*Required work*.
Pick out each line in the entries below that contains the word "dark" and copy those lines unchanged.

★ ★ ★ ★ ★

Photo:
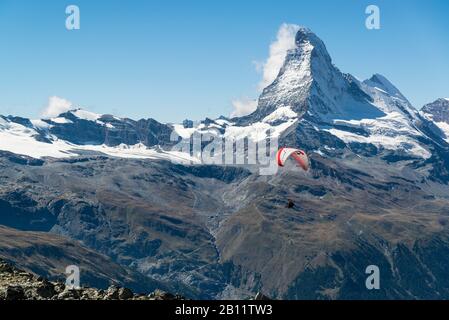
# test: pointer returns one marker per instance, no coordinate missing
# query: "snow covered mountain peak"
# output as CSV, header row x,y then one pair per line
x,y
310,83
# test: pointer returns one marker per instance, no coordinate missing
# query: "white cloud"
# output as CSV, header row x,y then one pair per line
x,y
285,41
243,107
56,106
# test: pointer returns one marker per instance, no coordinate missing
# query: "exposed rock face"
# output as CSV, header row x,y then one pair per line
x,y
438,110
377,194
16,284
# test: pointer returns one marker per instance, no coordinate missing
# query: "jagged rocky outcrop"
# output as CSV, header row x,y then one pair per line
x,y
377,192
17,284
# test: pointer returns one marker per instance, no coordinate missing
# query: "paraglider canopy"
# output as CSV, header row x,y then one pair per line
x,y
300,156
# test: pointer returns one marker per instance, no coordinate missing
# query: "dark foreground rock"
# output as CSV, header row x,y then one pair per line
x,y
16,284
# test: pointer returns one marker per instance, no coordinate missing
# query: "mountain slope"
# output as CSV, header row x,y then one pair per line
x,y
377,192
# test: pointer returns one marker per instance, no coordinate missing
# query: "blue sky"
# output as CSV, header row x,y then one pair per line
x,y
172,60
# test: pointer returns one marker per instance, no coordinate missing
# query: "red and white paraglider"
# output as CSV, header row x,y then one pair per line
x,y
298,155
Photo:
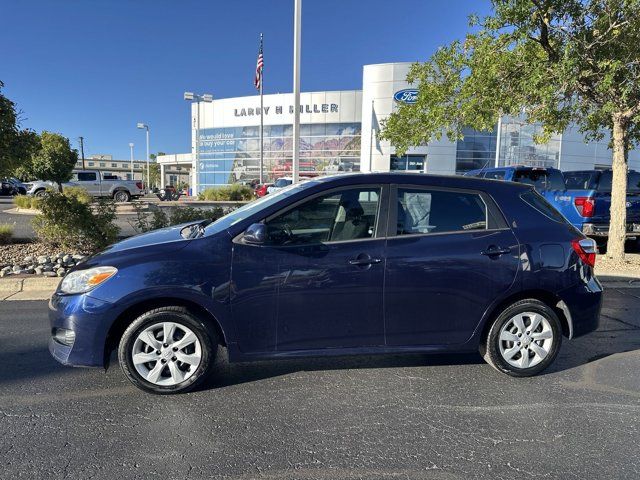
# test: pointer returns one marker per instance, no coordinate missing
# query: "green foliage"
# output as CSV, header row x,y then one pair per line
x,y
16,145
6,232
556,62
68,222
54,159
230,193
23,201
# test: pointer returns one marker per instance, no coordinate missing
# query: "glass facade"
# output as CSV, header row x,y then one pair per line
x,y
517,145
476,150
229,155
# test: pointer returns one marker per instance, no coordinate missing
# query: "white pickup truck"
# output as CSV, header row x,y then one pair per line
x,y
96,185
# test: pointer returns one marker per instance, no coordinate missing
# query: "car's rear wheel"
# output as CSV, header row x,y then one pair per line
x,y
524,339
167,350
121,196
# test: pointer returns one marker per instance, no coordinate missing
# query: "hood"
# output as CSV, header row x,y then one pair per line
x,y
156,237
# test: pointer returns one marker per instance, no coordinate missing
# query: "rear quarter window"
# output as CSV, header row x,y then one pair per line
x,y
538,202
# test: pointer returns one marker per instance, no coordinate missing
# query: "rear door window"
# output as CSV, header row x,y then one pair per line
x,y
540,179
541,204
580,180
86,176
495,175
423,211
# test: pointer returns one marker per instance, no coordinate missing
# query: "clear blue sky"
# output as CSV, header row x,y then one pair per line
x,y
96,67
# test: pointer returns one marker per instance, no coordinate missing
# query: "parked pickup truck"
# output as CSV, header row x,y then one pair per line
x,y
96,185
583,197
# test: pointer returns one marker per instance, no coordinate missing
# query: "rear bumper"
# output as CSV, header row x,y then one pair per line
x,y
602,229
90,320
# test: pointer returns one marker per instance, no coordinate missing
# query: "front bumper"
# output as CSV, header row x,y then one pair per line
x,y
602,229
90,319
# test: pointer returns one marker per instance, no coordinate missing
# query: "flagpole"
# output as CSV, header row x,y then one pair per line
x,y
297,40
261,121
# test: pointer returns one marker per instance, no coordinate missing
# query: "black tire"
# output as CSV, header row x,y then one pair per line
x,y
181,316
121,196
490,349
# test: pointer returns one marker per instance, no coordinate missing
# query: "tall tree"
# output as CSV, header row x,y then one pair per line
x,y
16,144
54,159
557,62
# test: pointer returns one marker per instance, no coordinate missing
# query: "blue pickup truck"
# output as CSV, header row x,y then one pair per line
x,y
583,197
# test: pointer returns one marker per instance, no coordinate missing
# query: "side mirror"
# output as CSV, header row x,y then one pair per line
x,y
256,234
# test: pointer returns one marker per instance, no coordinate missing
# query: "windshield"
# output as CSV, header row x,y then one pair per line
x,y
254,207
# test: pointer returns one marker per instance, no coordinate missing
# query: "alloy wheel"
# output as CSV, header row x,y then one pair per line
x,y
166,353
525,340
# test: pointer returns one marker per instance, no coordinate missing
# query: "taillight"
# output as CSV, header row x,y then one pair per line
x,y
586,206
586,250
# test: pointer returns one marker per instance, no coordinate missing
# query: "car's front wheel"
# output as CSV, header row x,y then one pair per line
x,y
524,339
167,350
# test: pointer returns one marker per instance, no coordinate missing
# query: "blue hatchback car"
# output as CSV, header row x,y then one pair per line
x,y
349,264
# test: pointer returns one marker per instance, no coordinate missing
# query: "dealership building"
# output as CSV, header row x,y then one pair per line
x,y
339,131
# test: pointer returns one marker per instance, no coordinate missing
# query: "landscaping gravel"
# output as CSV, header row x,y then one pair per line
x,y
630,266
36,259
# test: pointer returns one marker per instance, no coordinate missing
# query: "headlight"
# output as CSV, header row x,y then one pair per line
x,y
84,280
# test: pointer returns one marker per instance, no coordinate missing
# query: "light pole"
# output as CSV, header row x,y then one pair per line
x,y
146,127
194,97
131,156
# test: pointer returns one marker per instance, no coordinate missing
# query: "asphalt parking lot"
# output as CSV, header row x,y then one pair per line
x,y
433,417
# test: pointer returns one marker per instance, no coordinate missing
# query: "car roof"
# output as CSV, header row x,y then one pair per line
x,y
452,181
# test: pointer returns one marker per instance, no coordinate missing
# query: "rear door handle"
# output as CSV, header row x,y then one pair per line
x,y
363,260
495,251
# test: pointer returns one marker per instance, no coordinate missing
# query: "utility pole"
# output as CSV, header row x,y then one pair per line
x,y
82,151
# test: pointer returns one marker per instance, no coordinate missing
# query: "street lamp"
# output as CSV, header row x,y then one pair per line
x,y
131,150
194,97
146,127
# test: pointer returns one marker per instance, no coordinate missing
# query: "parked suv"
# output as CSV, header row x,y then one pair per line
x,y
349,264
96,183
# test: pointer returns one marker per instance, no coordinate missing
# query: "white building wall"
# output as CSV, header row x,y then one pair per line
x,y
379,84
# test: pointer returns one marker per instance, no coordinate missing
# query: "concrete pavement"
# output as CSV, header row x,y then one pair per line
x,y
389,417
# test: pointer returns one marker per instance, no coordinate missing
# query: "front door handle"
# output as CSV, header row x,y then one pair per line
x,y
495,251
363,260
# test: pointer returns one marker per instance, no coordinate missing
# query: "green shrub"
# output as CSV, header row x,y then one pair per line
x,y
6,232
190,214
78,193
22,201
229,193
69,223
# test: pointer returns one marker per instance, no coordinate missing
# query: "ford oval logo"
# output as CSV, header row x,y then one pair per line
x,y
408,95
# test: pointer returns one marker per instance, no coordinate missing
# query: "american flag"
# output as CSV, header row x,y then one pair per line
x,y
257,81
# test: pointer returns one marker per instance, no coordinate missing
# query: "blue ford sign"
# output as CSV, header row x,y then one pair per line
x,y
408,95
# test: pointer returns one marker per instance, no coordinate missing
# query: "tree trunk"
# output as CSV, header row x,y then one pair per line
x,y
618,222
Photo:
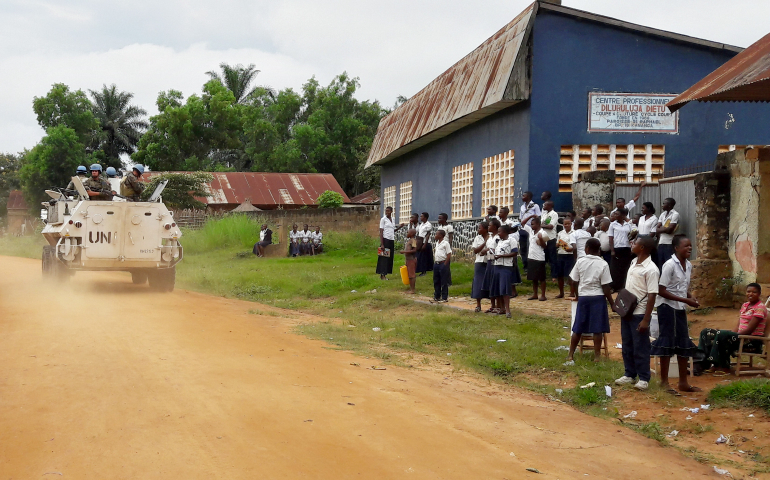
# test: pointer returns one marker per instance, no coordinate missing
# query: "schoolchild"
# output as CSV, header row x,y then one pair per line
x,y
592,280
480,265
673,294
642,283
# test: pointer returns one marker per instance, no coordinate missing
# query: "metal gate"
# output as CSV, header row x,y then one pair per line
x,y
681,189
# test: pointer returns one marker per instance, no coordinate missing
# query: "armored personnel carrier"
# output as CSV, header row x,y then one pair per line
x,y
111,235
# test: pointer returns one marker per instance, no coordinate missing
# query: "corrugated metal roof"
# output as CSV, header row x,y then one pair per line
x,y
744,78
477,83
492,77
16,201
267,189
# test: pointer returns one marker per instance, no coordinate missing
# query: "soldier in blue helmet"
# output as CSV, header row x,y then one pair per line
x,y
97,187
131,187
82,173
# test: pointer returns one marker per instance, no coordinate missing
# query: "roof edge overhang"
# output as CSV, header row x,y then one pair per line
x,y
573,12
445,131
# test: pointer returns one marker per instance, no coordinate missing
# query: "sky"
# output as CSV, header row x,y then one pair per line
x,y
394,48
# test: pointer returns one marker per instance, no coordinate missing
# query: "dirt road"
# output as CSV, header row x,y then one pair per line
x,y
103,379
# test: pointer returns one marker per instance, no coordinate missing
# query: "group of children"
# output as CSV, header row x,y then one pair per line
x,y
305,241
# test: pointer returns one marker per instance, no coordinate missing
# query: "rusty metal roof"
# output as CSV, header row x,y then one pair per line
x,y
492,77
473,88
265,190
744,78
16,201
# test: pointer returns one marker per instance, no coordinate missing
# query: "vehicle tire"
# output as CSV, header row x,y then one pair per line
x,y
139,277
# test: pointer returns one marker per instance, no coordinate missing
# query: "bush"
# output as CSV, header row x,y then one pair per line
x,y
745,393
330,199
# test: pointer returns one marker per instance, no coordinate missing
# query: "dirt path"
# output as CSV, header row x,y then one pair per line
x,y
103,379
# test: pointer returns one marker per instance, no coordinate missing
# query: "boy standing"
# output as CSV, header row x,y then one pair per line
x,y
410,254
536,270
442,256
642,283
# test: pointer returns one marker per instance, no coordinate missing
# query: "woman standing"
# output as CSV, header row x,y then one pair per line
x,y
620,249
387,241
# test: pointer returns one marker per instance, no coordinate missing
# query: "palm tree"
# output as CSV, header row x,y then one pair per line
x,y
238,80
122,123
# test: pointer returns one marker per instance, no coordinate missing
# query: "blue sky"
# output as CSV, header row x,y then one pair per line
x,y
394,47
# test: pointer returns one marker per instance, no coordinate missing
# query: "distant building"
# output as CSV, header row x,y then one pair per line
x,y
266,191
555,93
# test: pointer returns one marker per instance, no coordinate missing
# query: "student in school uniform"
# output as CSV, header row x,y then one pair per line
x,y
388,228
489,251
565,256
579,237
480,265
549,220
667,223
621,202
449,233
591,277
620,249
294,240
642,283
527,212
425,257
604,239
306,239
442,259
505,257
673,294
317,241
410,256
536,270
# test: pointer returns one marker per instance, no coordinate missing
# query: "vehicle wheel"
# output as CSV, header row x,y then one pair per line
x,y
138,277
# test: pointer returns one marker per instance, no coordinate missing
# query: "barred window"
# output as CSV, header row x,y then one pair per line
x,y
632,163
497,181
388,198
405,201
462,191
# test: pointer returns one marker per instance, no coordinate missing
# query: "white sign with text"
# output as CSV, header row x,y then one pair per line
x,y
631,113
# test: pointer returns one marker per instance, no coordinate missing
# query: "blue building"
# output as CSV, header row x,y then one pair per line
x,y
555,93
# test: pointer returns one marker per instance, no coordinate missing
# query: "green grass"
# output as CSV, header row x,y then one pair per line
x,y
742,393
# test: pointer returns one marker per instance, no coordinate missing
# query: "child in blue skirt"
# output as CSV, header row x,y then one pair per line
x,y
593,283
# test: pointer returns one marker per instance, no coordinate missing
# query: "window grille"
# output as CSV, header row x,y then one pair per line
x,y
405,201
632,163
462,191
497,181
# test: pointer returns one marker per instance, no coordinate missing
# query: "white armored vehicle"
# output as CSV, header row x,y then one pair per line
x,y
111,235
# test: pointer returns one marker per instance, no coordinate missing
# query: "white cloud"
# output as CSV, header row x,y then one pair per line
x,y
395,47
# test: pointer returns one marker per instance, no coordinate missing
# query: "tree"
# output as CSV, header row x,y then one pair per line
x,y
238,80
9,179
51,163
121,123
181,190
62,107
330,199
187,136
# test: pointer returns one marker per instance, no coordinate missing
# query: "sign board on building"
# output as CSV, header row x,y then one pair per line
x,y
631,113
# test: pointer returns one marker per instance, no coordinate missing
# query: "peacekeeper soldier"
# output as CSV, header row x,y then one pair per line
x,y
82,172
131,187
97,187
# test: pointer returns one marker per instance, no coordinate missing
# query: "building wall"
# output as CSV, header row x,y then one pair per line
x,y
430,167
572,58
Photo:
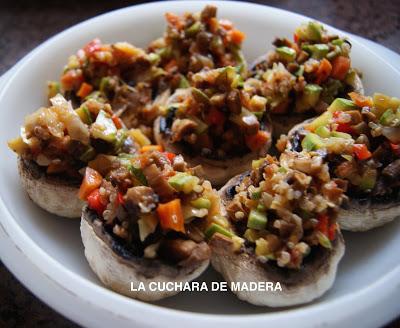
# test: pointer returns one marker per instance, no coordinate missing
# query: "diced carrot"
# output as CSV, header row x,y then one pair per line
x,y
361,151
174,20
340,67
360,100
84,90
171,65
96,201
171,216
147,148
226,24
258,140
236,36
324,70
72,80
91,181
215,117
117,121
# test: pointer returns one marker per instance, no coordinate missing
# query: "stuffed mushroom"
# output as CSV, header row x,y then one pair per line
x,y
120,74
300,78
360,141
216,124
145,223
195,41
283,217
57,142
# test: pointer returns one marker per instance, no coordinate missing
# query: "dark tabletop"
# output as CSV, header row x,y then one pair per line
x,y
26,24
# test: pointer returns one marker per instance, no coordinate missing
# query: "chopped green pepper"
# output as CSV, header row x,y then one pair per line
x,y
310,97
312,142
286,53
338,134
310,32
104,128
213,228
321,120
138,174
183,181
201,202
323,131
317,51
341,104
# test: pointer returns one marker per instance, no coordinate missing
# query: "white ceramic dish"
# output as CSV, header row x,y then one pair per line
x,y
49,251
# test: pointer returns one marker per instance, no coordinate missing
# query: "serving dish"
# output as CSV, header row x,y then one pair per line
x,y
55,250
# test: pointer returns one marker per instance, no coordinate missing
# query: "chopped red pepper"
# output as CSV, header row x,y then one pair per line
x,y
322,225
395,148
361,151
170,156
258,140
236,36
120,198
344,127
147,148
360,100
332,231
175,21
171,216
96,202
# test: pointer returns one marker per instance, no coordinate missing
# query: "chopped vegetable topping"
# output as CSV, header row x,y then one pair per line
x,y
142,201
300,201
63,140
361,138
305,74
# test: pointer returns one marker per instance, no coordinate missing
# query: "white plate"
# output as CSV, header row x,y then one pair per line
x,y
50,253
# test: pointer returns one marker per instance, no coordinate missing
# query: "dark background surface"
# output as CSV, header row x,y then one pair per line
x,y
26,24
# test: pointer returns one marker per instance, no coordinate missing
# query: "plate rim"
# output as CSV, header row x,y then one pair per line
x,y
37,254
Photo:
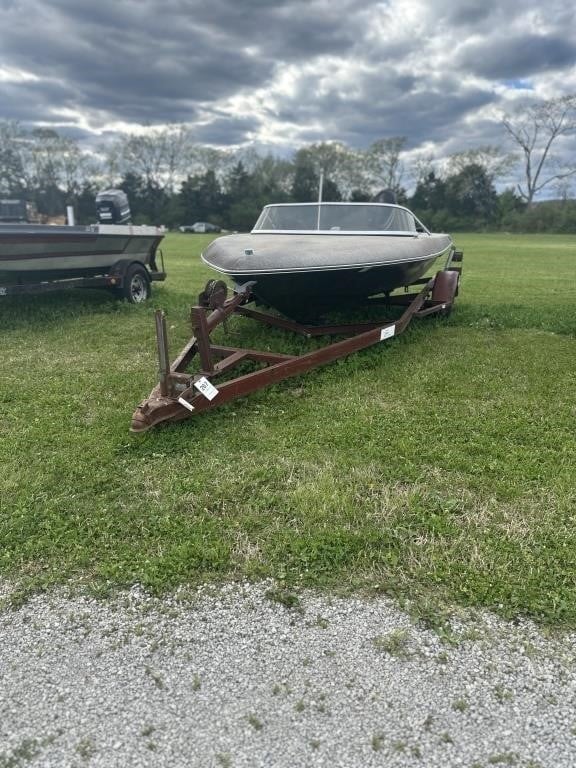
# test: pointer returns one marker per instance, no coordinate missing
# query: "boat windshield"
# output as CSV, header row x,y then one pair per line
x,y
335,218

★ ★ ★ ★ ★

*Answer*.
# query: "dark foreground rock"
# query: "dark tabletop"
# query: "dark background surface"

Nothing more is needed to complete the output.